Start at the line with "pixel 422 394" in the records below, stop at the line with "pixel 170 4", and return every line in that span exactly, the two end lines included.

Data supplied.
● ● ● ● ●
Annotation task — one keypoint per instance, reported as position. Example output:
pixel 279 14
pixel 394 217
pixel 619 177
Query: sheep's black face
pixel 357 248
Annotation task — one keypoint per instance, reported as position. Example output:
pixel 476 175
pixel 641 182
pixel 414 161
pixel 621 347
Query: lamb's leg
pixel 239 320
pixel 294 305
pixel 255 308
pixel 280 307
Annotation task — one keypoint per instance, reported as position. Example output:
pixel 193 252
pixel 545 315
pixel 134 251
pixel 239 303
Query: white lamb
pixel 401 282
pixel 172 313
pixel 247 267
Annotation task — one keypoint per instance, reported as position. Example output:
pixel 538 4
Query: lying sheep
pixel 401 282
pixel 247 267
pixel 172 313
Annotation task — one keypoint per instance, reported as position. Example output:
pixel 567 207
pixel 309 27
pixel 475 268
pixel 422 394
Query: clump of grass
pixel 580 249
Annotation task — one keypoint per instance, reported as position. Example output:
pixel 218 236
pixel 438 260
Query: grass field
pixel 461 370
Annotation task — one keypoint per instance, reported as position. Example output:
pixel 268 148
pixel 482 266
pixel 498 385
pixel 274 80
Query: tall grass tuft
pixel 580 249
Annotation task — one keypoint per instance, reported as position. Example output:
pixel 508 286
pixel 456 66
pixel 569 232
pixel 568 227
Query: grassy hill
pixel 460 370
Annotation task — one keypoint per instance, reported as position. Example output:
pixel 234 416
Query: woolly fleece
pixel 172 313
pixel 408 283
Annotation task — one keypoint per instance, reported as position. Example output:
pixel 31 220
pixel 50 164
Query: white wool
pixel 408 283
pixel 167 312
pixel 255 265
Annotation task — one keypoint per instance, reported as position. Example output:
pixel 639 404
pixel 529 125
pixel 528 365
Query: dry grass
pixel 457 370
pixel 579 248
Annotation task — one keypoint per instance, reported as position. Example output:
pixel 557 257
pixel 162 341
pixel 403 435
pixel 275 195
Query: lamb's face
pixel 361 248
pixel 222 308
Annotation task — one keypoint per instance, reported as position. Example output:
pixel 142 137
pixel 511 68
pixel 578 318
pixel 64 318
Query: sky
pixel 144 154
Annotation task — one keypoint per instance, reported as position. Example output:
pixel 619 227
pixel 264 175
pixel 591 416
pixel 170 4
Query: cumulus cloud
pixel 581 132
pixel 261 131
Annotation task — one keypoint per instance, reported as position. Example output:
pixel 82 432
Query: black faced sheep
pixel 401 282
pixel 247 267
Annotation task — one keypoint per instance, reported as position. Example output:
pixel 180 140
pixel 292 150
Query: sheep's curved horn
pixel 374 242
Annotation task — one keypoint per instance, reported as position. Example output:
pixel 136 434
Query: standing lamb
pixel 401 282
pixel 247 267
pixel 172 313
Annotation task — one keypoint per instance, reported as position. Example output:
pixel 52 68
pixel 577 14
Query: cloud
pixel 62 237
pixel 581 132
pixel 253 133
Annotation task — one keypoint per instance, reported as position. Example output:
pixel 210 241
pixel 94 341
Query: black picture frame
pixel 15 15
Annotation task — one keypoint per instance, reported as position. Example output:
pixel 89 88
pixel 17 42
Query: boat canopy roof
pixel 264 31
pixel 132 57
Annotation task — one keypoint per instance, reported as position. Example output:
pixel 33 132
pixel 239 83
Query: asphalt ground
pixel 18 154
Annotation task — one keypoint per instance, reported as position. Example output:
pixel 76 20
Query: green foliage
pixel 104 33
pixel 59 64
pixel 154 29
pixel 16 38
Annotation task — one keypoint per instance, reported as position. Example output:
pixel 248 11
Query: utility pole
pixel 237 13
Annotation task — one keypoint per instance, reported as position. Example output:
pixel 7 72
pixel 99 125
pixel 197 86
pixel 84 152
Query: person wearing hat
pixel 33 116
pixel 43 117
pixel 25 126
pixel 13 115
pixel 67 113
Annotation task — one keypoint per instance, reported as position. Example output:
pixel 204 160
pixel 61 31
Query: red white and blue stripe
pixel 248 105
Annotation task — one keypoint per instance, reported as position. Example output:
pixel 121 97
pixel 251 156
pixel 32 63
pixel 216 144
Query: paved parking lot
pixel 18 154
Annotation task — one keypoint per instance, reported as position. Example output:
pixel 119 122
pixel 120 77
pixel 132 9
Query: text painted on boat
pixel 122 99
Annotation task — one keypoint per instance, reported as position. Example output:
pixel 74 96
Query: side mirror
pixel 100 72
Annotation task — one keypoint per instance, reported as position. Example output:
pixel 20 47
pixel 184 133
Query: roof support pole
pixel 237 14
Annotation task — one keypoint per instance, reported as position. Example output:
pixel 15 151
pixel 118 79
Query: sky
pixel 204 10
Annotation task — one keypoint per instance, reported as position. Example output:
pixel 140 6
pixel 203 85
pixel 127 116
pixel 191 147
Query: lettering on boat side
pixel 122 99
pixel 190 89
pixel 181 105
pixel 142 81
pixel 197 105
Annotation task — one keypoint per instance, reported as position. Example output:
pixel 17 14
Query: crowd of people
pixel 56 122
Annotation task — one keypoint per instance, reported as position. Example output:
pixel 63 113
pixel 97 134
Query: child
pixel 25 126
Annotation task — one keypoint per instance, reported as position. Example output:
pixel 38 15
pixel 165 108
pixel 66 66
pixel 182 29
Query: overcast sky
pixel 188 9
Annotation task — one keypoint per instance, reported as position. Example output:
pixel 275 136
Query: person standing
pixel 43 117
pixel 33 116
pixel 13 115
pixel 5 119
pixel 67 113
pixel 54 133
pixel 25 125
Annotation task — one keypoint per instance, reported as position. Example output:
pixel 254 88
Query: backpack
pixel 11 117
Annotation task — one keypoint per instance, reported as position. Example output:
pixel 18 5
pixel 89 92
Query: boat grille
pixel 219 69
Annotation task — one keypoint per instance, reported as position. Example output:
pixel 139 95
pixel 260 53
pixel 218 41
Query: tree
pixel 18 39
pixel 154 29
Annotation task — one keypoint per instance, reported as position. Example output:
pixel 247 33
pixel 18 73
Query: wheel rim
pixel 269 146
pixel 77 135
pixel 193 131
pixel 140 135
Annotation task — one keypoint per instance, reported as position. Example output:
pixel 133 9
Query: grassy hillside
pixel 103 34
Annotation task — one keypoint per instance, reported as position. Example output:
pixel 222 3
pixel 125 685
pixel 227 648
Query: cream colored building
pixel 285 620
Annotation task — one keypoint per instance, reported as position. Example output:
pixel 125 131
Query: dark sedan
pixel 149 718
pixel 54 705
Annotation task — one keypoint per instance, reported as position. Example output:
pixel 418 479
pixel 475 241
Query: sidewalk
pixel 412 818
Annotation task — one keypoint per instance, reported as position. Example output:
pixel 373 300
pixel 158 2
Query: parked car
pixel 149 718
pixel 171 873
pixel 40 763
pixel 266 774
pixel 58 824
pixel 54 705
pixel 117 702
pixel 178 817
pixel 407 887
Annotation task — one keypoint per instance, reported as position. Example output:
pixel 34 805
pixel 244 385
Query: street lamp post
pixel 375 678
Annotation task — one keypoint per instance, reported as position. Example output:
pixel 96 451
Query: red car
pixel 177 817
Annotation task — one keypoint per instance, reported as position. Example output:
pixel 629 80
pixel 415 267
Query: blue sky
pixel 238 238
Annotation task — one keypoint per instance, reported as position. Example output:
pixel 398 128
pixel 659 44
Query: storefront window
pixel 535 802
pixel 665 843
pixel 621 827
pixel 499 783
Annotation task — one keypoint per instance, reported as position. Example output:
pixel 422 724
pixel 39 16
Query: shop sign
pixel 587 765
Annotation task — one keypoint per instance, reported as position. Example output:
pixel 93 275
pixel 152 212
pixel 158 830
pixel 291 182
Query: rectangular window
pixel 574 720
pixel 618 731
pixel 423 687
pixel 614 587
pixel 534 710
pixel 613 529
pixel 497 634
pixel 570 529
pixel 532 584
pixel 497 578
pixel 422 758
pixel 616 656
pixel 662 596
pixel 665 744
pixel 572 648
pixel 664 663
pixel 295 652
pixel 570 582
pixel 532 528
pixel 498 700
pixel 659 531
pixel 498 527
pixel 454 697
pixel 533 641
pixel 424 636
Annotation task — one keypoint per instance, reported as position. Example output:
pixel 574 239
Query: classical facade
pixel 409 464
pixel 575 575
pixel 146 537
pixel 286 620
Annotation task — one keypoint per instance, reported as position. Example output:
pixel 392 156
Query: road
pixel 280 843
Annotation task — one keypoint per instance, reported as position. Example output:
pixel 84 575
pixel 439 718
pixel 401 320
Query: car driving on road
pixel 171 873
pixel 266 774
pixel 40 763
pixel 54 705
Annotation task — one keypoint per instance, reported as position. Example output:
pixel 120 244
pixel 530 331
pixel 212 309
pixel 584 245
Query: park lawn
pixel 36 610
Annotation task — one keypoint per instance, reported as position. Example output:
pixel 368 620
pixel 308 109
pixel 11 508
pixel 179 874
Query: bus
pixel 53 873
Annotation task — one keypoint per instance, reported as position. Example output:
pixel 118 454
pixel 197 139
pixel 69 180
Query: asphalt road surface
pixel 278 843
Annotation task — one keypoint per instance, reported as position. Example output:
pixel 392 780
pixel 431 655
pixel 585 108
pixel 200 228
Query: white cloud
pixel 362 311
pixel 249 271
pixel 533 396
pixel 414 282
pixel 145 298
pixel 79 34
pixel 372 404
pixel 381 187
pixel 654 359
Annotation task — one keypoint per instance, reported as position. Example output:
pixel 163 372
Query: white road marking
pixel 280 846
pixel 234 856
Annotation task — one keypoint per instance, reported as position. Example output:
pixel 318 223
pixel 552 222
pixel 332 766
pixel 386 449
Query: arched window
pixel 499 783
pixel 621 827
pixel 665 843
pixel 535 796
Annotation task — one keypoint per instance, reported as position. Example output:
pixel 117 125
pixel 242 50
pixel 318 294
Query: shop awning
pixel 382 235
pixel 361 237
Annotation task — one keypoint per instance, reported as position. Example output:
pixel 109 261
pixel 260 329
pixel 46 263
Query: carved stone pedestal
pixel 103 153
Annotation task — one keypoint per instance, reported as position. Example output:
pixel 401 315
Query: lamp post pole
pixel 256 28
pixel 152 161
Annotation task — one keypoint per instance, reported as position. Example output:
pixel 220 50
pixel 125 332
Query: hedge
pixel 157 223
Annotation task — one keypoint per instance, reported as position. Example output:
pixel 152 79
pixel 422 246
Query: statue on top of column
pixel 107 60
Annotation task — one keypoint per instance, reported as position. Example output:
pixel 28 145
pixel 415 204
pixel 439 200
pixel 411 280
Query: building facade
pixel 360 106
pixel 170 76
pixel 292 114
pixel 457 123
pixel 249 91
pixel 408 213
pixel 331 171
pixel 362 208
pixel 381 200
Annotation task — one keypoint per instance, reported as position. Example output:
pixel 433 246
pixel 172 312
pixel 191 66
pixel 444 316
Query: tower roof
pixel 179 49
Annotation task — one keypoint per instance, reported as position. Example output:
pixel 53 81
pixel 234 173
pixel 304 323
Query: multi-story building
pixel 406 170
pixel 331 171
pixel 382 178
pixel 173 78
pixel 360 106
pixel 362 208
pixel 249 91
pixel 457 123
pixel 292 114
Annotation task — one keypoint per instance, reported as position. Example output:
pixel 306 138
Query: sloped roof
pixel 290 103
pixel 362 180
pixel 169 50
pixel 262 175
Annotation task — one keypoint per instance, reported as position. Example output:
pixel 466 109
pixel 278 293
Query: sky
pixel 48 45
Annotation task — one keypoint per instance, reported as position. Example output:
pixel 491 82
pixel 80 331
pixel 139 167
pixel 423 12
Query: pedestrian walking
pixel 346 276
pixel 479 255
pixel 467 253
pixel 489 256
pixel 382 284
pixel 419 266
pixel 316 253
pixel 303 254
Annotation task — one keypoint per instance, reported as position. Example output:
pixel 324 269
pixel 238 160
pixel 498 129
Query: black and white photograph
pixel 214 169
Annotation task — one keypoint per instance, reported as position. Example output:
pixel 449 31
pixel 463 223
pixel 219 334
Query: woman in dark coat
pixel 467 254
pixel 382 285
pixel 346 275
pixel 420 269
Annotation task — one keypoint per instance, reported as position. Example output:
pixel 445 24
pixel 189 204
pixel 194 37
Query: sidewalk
● ● ● ● ●
Result of the exercise.
pixel 422 394
Query: clump of grass
pixel 580 249
Annotation task — one keypoint per instance, reported as position. Example output:
pixel 218 236
pixel 438 260
Query: grass field
pixel 461 370
Annotation task — one keypoint per instance, reported as position. Example output:
pixel 268 148
pixel 482 266
pixel 498 385
pixel 274 80
Query: tall grass tuft
pixel 580 249
Annotation task — one keypoint per instance, reported as position. Example output:
pixel 508 286
pixel 456 66
pixel 569 232
pixel 568 227
Query: grassy hill
pixel 460 370
Annotation task — one keypoint per instance, reported as position. Example output:
pixel 234 416
Query: woolly fleece
pixel 172 313
pixel 408 283
Annotation task — one keypoint per instance, reported as position. Example output:
pixel 31 220
pixel 50 164
Query: white wool
pixel 408 283
pixel 167 312
pixel 255 265
Annotation task — one keypoint per instance, reported as position. Example output:
pixel 639 404
pixel 529 125
pixel 528 365
Query: dry grass
pixel 457 370
pixel 579 248
Annotation task — one keypoint per instance, reported as position. Example output:
pixel 557 257
pixel 162 341
pixel 403 435
pixel 275 195
Query: lamb's face
pixel 361 248
pixel 222 308
Annotation task — one keypoint per instance, reported as position. Example output:
pixel 142 137
pixel 511 68
pixel 578 318
pixel 64 318
Query: sky
pixel 144 154
Annotation task — one keypoint per instance, reported as position. Example output:
pixel 619 227
pixel 264 175
pixel 591 416
pixel 170 4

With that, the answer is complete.